- **PROBLEM DETAILS**:
Reproduce the records word for word, apart from the images they contain.

-------- WORKING DATA --------

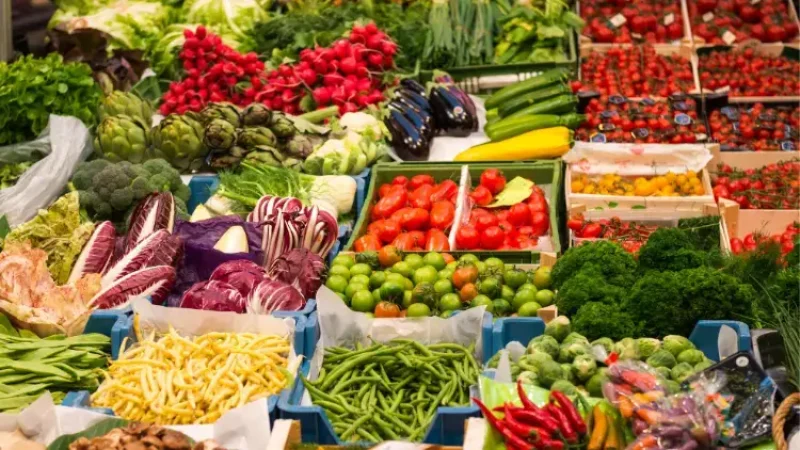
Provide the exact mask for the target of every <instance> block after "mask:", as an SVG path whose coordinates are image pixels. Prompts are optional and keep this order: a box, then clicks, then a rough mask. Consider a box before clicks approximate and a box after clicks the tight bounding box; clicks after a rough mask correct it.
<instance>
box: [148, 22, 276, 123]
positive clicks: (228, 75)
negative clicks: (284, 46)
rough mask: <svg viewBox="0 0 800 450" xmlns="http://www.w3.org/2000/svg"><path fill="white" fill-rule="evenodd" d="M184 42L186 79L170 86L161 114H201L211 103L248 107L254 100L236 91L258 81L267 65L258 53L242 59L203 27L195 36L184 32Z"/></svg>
mask: <svg viewBox="0 0 800 450" xmlns="http://www.w3.org/2000/svg"><path fill="white" fill-rule="evenodd" d="M183 35H184V38H185V41H184V43H183V47H182V48H181V52H180V53H179V56H180V59H181V61H182V62H183V69H184V71H185V73H186V77H185V78H184V79H183V80H180V81H175V82H172V83H170V85H169V90H168V91H167V92H166V93H165V94H164V96H163V97H162V99H161V100H162V102H161V107H160V112H161V114H163V115H167V114H171V113H177V114H184V113H186V112H189V111H194V112H197V111H200V110H202V109H203V108H205V106H206V105H207V104H208V103H209V102H212V103H216V102H231V103H235V104H239V105H247V104H250V103H252V102H253V98H252V97H251V98H249V99H248V97H247V96H246V95H245V94H246V90H245V92H240V91H239V90H238V89H237V84H239V83H241V82H246V81H251V82H252V81H259V77H258V75H260V74H261V73H263V71H264V63H263V62H261V61H259V60H258V57H257V55H256V54H255V53H248V54H246V55H243V54H241V53H239V52H237V51H236V50H234V49H232V48H230V47H228V46H227V45H225V44H223V43H222V39H221V38H220V37H219V36H217V35H214V34H212V33H209V32H208V31H207V30H206V28H205V27H204V26H202V25H201V26H198V27H197V29H196V30H195V32H192V31H191V30H185V31H184V32H183Z"/></svg>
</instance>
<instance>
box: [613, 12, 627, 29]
mask: <svg viewBox="0 0 800 450" xmlns="http://www.w3.org/2000/svg"><path fill="white" fill-rule="evenodd" d="M627 21H628V20H627V19H626V18H625V16H623V15H622V14H617V15H616V16H614V17H612V18H611V19H610V20H609V22H611V25H614V28H619V27H621V26H623V25H625V22H627Z"/></svg>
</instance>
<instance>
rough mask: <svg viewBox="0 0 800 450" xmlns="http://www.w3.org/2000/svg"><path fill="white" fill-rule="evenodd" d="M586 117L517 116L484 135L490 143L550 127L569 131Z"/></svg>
mask: <svg viewBox="0 0 800 450" xmlns="http://www.w3.org/2000/svg"><path fill="white" fill-rule="evenodd" d="M584 120H586V116H585V115H583V114H567V115H563V116H557V115H555V114H537V115H530V116H518V117H514V118H510V119H508V120H504V122H505V123H504V124H503V125H502V126H498V127H495V128H494V129H492V130H491V131H487V132H486V135H487V136H489V139H491V140H492V141H502V140H505V139H509V138H512V137H514V136H519V135H520V134H522V133H527V132H529V131H534V130H541V129H544V128H552V127H567V128H569V129H571V130H574V129H575V128H578V127H579V126H580V124H581V123H583V121H584Z"/></svg>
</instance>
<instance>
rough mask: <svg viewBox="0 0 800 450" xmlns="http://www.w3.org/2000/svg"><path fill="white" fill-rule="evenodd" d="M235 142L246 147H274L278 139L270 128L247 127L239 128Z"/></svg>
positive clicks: (265, 127)
mask: <svg viewBox="0 0 800 450" xmlns="http://www.w3.org/2000/svg"><path fill="white" fill-rule="evenodd" d="M236 142H237V143H238V145H240V146H242V147H245V148H247V149H254V147H257V146H259V145H266V146H269V147H274V146H275V145H276V144H277V143H278V140H277V138H275V134H274V133H273V132H272V130H270V129H269V128H267V127H248V128H242V129H240V130H239V135H238V136H237V138H236Z"/></svg>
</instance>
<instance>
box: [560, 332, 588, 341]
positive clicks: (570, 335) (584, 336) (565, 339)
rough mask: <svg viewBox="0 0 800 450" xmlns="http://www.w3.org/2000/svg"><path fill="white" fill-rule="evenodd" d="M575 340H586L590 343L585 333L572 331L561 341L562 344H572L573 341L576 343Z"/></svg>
mask: <svg viewBox="0 0 800 450" xmlns="http://www.w3.org/2000/svg"><path fill="white" fill-rule="evenodd" d="M575 342H585V343H587V344H588V343H589V340H588V339H586V337H585V336H584V335H582V334H580V333H575V332H572V333H570V334H568V335H567V337H565V338H564V340H563V341H562V342H561V343H562V344H572V343H575Z"/></svg>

--------

- **ANSWER TO THIS PROBLEM**:
Provide the exact mask for the target of every <instance> block after "mask:", as an SVG path whose coordinates are image pixels. Prompts are optional and keep this order: a box, then clicks, then a rough mask. Consider a box before clicks approximate and a box after clicks the tight bounding box; clicks after a rough mask correct it.
<instance>
box: [148, 22, 276, 123]
positive clicks: (228, 75)
negative clicks: (284, 46)
rough mask: <svg viewBox="0 0 800 450" xmlns="http://www.w3.org/2000/svg"><path fill="white" fill-rule="evenodd" d="M184 42L186 79L170 86L161 114H201L211 103L248 107L254 100L236 91L258 81L267 65L258 53L242 59L203 27L195 36L184 32Z"/></svg>
mask: <svg viewBox="0 0 800 450" xmlns="http://www.w3.org/2000/svg"><path fill="white" fill-rule="evenodd" d="M183 35H184V38H185V41H184V43H183V47H182V48H181V52H180V53H179V56H180V59H181V61H182V62H183V69H184V71H185V73H186V77H185V78H184V79H183V80H180V81H175V82H172V83H170V85H169V90H168V91H167V92H166V93H165V94H164V96H163V97H162V99H161V100H162V102H161V107H160V112H161V114H163V115H167V114H171V113H177V114H184V113H186V112H189V111H194V112H197V111H200V110H202V109H203V108H205V106H206V105H207V104H208V103H209V102H212V103H216V102H231V103H235V104H239V105H247V104H250V103H252V102H253V98H252V97H251V98H249V99H248V97H247V96H246V95H245V94H246V90H245V92H240V91H239V90H238V89H237V84H239V83H241V82H246V81H251V82H252V81H259V77H258V75H260V74H261V73H263V71H264V63H263V62H261V61H259V60H258V57H257V55H256V54H255V53H248V54H246V55H243V54H241V53H239V52H237V51H236V50H234V49H232V48H230V47H228V46H227V45H225V44H223V43H222V39H221V38H220V37H219V36H217V35H214V34H212V33H209V32H208V31H207V30H206V28H205V27H204V26H202V25H201V26H198V27H197V29H196V30H195V32H192V31H191V30H185V31H184V32H183Z"/></svg>
</instance>
<instance>
box: [613, 12, 627, 29]
mask: <svg viewBox="0 0 800 450" xmlns="http://www.w3.org/2000/svg"><path fill="white" fill-rule="evenodd" d="M627 21H628V20H627V19H626V18H625V16H623V15H622V14H617V15H616V16H614V17H612V18H611V19H610V20H609V22H611V25H614V28H619V27H621V26H623V25H625V22H627Z"/></svg>
</instance>
<instance>
rough mask: <svg viewBox="0 0 800 450" xmlns="http://www.w3.org/2000/svg"><path fill="white" fill-rule="evenodd" d="M586 117L517 116L484 135L490 143L550 127L569 131Z"/></svg>
mask: <svg viewBox="0 0 800 450" xmlns="http://www.w3.org/2000/svg"><path fill="white" fill-rule="evenodd" d="M584 120H586V116H585V115H583V114H567V115H563V116H557V115H555V114H537V115H530V116H518V117H514V118H510V119H508V120H504V122H505V123H504V124H503V125H502V126H498V127H495V128H494V129H492V130H491V131H487V132H486V135H487V136H489V139H491V140H492V141H502V140H505V139H509V138H512V137H514V136H519V135H520V134H522V133H527V132H529V131H534V130H541V129H544V128H552V127H567V128H569V129H571V130H574V129H575V128H578V127H579V126H580V124H581V123H583V121H584Z"/></svg>
</instance>
<instance>
rough mask: <svg viewBox="0 0 800 450" xmlns="http://www.w3.org/2000/svg"><path fill="white" fill-rule="evenodd" d="M235 142L246 147H274L278 139L270 128L247 127L239 128Z"/></svg>
positive clicks: (265, 127)
mask: <svg viewBox="0 0 800 450" xmlns="http://www.w3.org/2000/svg"><path fill="white" fill-rule="evenodd" d="M236 142H237V143H238V145H240V146H242V147H245V148H247V149H254V147H257V146H259V145H266V146H269V147H274V146H275V145H276V144H277V143H278V140H277V138H275V134H274V133H273V132H272V130H270V129H269V128H267V127H248V128H242V129H240V130H239V135H238V136H237V138H236Z"/></svg>
</instance>
<instance>
box: [560, 332, 588, 341]
positive clicks: (570, 335) (584, 336) (565, 339)
rough mask: <svg viewBox="0 0 800 450" xmlns="http://www.w3.org/2000/svg"><path fill="white" fill-rule="evenodd" d="M575 340H586L590 343L585 333L572 331L561 341L562 344H572L573 341L576 343Z"/></svg>
mask: <svg viewBox="0 0 800 450" xmlns="http://www.w3.org/2000/svg"><path fill="white" fill-rule="evenodd" d="M575 342H585V343H587V344H588V343H589V340H588V339H586V337H585V336H584V335H582V334H580V333H575V332H572V333H570V334H568V335H567V337H565V338H564V340H563V341H562V342H561V343H562V344H572V343H575Z"/></svg>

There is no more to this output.